Copy the lines of the material below verbatim, from the line containing "cloudy sky |" through the line containing "M79 19L95 22L95 7L96 0L0 0L0 40L36 29L61 33Z", including both of those lines.

Shape labeling records
__________________________________________________

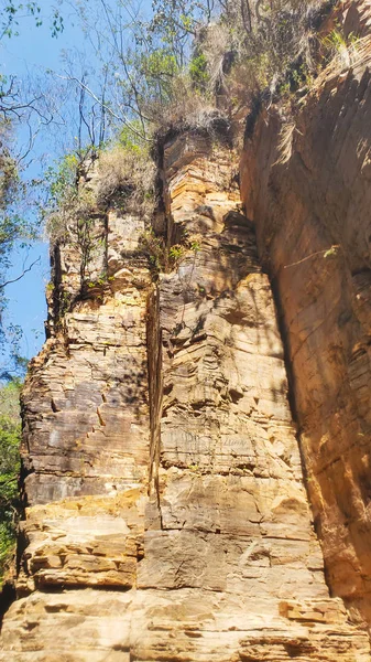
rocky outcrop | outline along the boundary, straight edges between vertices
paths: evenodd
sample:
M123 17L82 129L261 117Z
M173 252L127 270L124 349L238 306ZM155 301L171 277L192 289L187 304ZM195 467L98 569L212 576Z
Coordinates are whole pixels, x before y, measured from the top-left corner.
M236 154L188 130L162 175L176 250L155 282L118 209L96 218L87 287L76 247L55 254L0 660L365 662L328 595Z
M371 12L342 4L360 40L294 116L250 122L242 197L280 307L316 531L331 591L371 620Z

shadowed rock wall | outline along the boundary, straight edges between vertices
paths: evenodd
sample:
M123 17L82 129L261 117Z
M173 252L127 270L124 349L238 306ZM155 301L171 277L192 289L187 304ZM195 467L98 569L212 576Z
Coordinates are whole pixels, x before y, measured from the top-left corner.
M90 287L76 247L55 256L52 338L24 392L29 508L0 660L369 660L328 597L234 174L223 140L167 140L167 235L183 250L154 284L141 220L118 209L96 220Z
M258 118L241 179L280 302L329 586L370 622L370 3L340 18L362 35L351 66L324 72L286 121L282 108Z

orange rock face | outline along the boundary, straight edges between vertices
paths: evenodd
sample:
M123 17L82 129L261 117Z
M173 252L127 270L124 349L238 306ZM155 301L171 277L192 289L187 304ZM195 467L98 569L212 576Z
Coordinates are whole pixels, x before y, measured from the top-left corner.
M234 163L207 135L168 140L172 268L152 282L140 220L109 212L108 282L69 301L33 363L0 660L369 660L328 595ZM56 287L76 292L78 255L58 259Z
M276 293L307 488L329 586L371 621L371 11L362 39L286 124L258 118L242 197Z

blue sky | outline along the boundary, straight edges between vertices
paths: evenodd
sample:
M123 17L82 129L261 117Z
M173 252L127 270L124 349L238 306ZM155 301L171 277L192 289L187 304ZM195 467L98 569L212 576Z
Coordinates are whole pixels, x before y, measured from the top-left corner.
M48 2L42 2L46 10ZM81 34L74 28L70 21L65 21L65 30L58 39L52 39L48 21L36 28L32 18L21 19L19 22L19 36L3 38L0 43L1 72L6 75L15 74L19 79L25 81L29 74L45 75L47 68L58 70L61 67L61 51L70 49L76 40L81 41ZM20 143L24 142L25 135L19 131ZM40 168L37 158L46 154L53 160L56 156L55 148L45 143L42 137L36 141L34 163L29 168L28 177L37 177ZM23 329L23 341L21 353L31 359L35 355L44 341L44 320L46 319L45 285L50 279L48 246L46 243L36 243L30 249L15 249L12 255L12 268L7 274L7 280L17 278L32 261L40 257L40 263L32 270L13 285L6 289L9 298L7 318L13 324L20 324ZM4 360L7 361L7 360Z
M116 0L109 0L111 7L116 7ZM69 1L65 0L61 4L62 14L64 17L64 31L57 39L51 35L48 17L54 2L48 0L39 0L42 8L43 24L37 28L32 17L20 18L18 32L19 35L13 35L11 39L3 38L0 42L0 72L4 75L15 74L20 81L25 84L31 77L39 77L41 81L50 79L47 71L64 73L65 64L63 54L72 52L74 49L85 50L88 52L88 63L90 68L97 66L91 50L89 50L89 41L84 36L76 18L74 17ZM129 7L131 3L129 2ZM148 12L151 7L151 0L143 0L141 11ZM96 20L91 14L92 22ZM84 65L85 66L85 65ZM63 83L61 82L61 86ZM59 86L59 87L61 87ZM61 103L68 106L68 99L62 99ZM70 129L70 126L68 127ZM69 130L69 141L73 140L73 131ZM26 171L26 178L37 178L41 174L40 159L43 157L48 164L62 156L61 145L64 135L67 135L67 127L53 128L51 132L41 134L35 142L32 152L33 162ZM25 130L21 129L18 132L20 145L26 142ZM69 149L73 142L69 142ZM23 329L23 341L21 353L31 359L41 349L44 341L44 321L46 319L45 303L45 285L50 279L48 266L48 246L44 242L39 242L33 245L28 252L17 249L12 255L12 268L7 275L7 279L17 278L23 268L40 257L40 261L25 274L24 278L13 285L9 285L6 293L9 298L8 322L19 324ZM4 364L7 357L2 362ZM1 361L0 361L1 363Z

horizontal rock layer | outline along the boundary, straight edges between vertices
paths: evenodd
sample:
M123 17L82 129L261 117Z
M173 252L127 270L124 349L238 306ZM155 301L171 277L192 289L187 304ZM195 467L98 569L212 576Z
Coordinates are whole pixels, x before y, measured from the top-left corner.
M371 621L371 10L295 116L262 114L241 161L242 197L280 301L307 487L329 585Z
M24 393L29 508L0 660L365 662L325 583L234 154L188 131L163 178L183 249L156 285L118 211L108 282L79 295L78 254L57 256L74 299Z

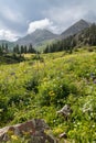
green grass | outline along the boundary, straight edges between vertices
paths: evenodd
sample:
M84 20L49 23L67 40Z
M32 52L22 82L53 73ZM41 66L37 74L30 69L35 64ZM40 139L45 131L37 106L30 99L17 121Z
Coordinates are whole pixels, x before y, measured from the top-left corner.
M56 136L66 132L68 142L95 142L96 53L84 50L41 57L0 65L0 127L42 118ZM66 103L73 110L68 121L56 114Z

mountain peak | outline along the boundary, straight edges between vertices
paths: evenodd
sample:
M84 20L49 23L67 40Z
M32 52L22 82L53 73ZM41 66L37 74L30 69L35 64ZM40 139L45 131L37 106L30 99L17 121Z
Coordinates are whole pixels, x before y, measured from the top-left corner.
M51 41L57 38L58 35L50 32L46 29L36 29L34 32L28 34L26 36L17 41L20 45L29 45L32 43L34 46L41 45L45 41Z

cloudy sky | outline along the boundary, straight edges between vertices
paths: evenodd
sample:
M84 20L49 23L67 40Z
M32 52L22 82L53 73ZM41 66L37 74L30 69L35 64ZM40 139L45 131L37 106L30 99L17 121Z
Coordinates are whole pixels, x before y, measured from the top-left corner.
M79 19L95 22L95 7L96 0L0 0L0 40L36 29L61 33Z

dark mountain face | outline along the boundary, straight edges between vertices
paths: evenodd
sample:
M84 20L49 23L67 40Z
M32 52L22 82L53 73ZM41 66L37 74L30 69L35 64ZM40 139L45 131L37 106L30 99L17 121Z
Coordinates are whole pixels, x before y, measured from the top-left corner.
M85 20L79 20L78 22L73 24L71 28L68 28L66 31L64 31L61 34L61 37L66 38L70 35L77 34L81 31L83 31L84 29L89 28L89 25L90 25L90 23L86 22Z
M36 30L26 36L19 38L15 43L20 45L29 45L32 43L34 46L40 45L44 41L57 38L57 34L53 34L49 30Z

__________________________________________________

Result for this task.
cloudy sky | outline along the boundary, straight edges between vertices
paths: evenodd
sample:
M84 20L49 23L67 40Z
M32 52L22 82L53 73ZM41 66L37 74L30 69L35 64ZM40 139L45 131L37 106L30 99L17 121Z
Coordinates are whole pixels, x before y, measured from the top-left corner.
M79 19L95 22L95 7L96 0L0 0L0 40L36 29L61 33Z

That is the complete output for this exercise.